## The task:
A picture-free, exact reproduction of the listing that follows is required.

*** Begin section ***

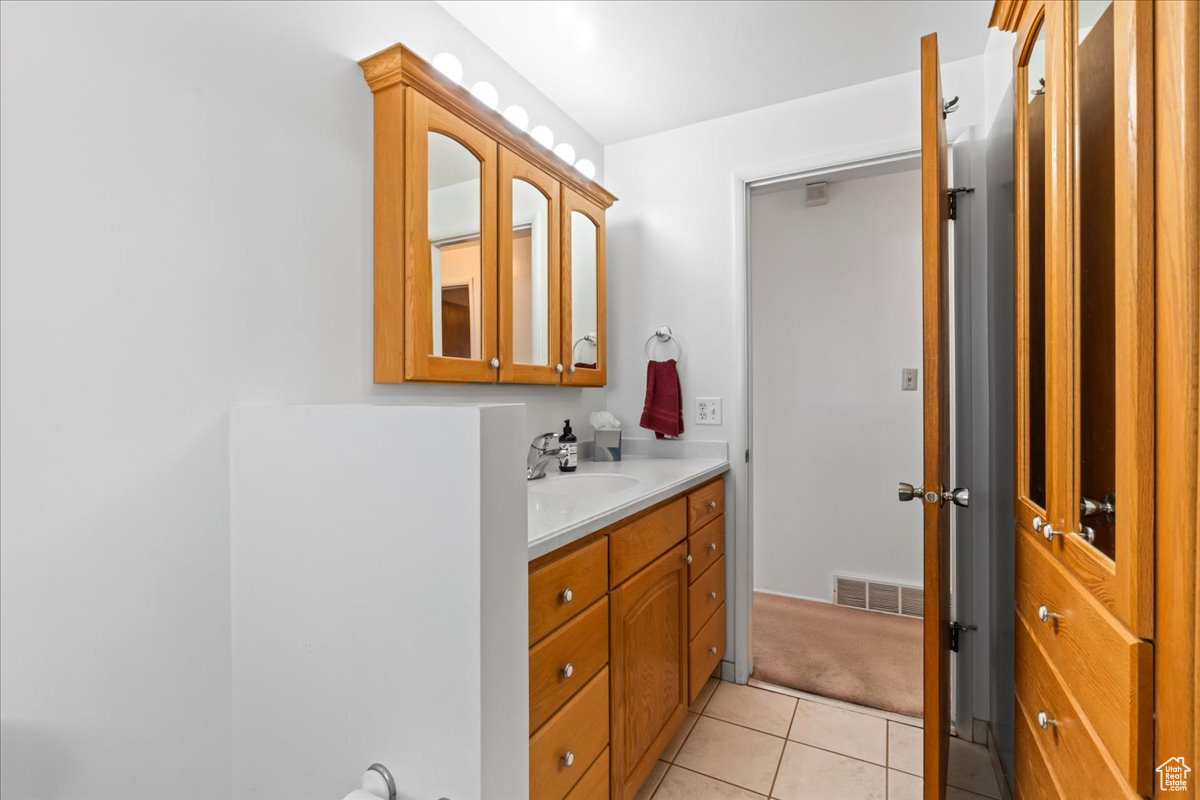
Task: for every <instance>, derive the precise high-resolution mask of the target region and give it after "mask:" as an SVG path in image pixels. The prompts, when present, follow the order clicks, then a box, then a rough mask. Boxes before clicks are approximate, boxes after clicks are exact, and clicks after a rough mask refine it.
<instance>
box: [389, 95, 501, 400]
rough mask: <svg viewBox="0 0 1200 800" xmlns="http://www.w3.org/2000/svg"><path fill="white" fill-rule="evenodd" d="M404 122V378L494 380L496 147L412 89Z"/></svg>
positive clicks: (496, 146) (496, 160)
mask: <svg viewBox="0 0 1200 800" xmlns="http://www.w3.org/2000/svg"><path fill="white" fill-rule="evenodd" d="M406 116H407V120H406V140H407V146H406V154H404V166H406V172H407V181H406V201H404V205H406V225H404V227H406V243H407V247H406V251H407V270H408V275H407V297H406V317H407V320H406V329H407V330H406V350H407V351H406V362H404V375H406V378H408V379H410V380H412V379H425V380H455V381H494V380H497V379H498V375H499V366H500V362H499V351H498V348H497V235H496V228H497V146H496V143H494V142H493V140H492V139H491V138H488V137H487V136H485V134H482V133H480V132H479V131H476V130H475V128H474V127H472V126H470V125H468V124H466V122H463V121H462V120H461V119H458V118H457V116H455V115H452V114H450V113H449V112H446V110H444V109H443V108H440V107H439V106H437V104H436V103H433V102H431V101H428V100H427V98H426V97H424V96H422V95H420V94H419V92H416V91H413V90H409V91H408V102H407V108H406Z"/></svg>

*** End section ***

## Written response:
Task: for every <instance>, derive the precise high-resolution mask of the target region and give it after "mask:" as an SVG path in image pixels. The prompts, when present, follow the order clicks, then a box, then a rough mask. Boxes before clicks are approximate, boxes after clicks are exact, and clicks after a rough mask refine it.
<instance>
box: [389, 95, 501, 400]
rough mask: <svg viewBox="0 0 1200 800" xmlns="http://www.w3.org/2000/svg"><path fill="white" fill-rule="evenodd" d="M404 122V378L494 380L496 147L412 89Z"/></svg>
positive clicks: (496, 146) (496, 160)
mask: <svg viewBox="0 0 1200 800" xmlns="http://www.w3.org/2000/svg"><path fill="white" fill-rule="evenodd" d="M406 116H407V120H406V140H407V146H406V154H404V166H406V172H407V181H406V201H404V205H406V225H404V227H406V243H407V247H406V251H407V270H408V275H407V297H406V317H407V320H406V329H407V330H406V350H407V351H406V362H404V375H406V378H408V379H410V380H412V379H425V380H455V381H494V380H497V379H498V375H499V366H500V362H499V351H498V348H497V235H496V228H497V146H496V143H494V142H493V140H492V139H491V138H488V137H487V136H485V134H482V133H480V132H479V131H476V130H475V128H474V127H472V126H470V125H468V124H466V122H463V121H462V120H461V119H458V118H457V116H455V115H452V114H450V113H449V112H446V110H444V109H443V108H440V107H439V106H437V104H436V103H433V102H431V101H428V100H427V98H426V97H424V96H422V95H420V94H419V92H416V91H413V90H409V91H408V102H407V108H406Z"/></svg>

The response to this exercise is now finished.